=== Begin Enclosure ===

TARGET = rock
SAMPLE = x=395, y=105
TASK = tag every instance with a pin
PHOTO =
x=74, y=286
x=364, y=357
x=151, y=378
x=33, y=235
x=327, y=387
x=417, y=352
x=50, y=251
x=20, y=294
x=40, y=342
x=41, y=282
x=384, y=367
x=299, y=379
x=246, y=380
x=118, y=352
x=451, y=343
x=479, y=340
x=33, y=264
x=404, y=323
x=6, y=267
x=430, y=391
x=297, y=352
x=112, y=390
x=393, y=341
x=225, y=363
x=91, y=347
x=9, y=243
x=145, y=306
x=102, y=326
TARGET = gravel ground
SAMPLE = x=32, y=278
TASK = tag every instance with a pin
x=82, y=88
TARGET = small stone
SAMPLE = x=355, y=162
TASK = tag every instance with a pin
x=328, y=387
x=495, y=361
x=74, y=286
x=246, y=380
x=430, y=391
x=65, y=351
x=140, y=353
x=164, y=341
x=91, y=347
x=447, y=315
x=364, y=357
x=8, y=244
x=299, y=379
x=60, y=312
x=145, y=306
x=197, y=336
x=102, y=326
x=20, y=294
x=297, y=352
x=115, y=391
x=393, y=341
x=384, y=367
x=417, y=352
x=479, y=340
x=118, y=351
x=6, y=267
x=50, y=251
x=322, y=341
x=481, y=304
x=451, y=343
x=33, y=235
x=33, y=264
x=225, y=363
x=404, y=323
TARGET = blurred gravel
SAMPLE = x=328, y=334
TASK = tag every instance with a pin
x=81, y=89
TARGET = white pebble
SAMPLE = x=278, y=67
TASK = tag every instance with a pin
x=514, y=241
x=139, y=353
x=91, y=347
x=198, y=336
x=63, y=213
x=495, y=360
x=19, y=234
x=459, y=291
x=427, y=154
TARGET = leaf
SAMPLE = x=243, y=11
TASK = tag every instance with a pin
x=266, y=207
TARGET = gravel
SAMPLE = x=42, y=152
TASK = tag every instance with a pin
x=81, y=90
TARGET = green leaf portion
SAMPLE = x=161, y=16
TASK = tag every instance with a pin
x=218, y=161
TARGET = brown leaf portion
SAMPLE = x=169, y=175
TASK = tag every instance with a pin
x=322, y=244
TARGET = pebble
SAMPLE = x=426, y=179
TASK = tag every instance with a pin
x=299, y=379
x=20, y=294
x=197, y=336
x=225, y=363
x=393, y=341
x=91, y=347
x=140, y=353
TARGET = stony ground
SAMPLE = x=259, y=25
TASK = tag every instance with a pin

=== End Enclosure ===

WORK TO COMPLETE ::
Please give an exact copy of the lines above, beginning with the line containing "TARGET = gravel ground" and running through the line containing "SAMPLE = x=161, y=16", and of no other lines.

RESULT OF THIS TASK ::
TARGET = gravel ground
SAMPLE = x=32, y=278
TASK = tag every instance with a pin
x=82, y=88
TARGET = small stone
SAMPLE = x=355, y=162
TASK = tag every instance with a pin
x=328, y=387
x=495, y=361
x=74, y=286
x=246, y=380
x=430, y=391
x=65, y=351
x=140, y=353
x=164, y=341
x=91, y=347
x=447, y=315
x=364, y=357
x=8, y=244
x=299, y=379
x=60, y=312
x=145, y=306
x=197, y=336
x=102, y=326
x=20, y=294
x=297, y=352
x=115, y=391
x=393, y=341
x=384, y=367
x=417, y=352
x=479, y=340
x=118, y=351
x=6, y=267
x=50, y=251
x=322, y=341
x=481, y=304
x=451, y=343
x=33, y=235
x=33, y=264
x=225, y=363
x=404, y=323
TARGET = blurred gravel
SAMPLE = x=328, y=334
TASK = tag every instance with a pin
x=81, y=89
TARGET = white pebble
SAMPLE = x=278, y=67
TASK = tag every instance with a pin
x=514, y=241
x=139, y=353
x=91, y=347
x=198, y=336
x=63, y=213
x=495, y=360
x=19, y=234
x=459, y=291
x=427, y=154
TARGET = leaf
SAMPLE = x=243, y=11
TASK = tag every instance with a pin
x=266, y=207
TARGET = gravel
SAMPLE = x=42, y=152
TASK = tag every instance with a pin
x=81, y=90
TARGET = green leaf portion
SAMPLE = x=161, y=16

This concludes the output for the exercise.